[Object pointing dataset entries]
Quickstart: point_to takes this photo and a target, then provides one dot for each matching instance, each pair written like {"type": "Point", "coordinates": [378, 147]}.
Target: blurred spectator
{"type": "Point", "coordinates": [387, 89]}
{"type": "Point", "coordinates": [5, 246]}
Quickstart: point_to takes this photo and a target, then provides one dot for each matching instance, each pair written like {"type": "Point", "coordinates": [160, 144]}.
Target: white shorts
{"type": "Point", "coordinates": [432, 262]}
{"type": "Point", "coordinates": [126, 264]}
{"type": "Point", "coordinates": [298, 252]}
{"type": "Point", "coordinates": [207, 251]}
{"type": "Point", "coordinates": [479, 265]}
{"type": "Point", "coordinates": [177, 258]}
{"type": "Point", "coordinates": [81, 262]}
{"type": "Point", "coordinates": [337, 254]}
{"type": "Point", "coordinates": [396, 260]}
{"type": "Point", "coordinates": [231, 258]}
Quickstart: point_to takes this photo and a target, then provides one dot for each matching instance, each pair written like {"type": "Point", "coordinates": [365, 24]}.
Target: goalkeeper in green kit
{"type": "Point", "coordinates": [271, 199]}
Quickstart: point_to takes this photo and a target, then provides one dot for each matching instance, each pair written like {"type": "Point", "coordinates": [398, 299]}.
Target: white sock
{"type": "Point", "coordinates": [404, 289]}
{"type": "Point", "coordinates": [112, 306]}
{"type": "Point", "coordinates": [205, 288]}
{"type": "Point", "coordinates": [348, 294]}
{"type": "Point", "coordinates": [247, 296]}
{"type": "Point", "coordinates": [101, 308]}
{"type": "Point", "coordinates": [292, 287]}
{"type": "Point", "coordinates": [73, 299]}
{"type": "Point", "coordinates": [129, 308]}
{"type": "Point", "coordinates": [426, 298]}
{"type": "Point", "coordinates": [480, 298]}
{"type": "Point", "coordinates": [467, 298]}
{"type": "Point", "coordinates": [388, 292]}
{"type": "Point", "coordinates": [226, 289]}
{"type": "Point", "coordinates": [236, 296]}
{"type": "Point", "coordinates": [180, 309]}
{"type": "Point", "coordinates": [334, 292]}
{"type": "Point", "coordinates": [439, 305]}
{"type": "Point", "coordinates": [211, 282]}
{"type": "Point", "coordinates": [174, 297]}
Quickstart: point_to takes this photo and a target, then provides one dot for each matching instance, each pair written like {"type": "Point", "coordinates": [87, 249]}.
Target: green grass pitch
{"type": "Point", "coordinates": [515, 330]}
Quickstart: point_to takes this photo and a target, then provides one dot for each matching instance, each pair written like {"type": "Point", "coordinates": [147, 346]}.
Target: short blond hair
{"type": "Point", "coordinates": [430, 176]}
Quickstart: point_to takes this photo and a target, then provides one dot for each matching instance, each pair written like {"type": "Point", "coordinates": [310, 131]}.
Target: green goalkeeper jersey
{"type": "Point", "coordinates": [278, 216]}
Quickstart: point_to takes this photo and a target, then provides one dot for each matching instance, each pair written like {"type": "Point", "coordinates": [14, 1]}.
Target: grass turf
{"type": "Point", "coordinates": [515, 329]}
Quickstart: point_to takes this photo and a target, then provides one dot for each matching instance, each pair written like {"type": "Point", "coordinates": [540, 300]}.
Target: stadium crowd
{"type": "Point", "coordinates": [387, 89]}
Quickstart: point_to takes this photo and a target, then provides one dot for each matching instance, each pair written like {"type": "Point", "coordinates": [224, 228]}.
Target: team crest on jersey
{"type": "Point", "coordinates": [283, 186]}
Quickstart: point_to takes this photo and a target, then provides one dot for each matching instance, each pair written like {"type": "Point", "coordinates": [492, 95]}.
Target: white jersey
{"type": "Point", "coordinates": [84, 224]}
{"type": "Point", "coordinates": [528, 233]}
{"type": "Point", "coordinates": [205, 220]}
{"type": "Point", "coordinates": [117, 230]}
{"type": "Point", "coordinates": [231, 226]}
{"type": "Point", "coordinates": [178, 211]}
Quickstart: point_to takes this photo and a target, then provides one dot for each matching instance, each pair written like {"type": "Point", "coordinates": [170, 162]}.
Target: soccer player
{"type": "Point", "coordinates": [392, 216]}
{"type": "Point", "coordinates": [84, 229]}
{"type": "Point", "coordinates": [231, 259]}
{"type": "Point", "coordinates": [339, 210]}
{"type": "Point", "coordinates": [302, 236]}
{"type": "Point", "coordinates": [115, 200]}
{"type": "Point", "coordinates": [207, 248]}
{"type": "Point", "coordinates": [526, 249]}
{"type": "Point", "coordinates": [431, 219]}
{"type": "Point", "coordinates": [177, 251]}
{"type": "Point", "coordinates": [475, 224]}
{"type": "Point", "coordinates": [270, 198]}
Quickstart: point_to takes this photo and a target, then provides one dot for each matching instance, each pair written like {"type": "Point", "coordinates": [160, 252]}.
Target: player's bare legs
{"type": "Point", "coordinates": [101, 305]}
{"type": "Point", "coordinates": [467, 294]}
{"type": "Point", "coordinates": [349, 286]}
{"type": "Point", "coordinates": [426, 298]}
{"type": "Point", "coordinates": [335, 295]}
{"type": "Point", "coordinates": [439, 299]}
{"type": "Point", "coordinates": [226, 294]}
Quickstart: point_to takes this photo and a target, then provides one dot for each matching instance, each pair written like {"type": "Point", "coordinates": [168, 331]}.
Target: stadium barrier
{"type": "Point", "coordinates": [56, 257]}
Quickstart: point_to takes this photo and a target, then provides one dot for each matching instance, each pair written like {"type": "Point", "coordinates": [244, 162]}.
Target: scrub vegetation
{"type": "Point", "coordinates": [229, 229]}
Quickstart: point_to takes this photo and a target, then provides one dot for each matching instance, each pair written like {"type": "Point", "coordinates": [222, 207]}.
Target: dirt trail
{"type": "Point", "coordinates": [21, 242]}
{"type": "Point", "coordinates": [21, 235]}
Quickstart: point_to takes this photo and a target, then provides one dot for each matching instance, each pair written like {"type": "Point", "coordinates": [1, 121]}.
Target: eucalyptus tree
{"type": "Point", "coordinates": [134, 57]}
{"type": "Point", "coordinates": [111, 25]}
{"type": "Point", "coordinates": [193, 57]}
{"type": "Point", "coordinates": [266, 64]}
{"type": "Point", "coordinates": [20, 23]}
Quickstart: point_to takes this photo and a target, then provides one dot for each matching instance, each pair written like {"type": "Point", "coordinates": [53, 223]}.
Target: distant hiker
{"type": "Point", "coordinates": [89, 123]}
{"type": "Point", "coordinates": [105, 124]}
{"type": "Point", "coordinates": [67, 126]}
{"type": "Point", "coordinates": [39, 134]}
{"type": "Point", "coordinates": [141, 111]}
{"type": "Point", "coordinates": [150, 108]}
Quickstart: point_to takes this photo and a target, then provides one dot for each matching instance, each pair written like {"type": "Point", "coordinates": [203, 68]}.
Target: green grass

» **Your task**
Pull out every line in the entries above that contains the word "goalkeeper", treating uppercase and lowercase as distinct.

» **Right answer**
Target: goalkeeper in green kit
Target: green goalkeeper jersey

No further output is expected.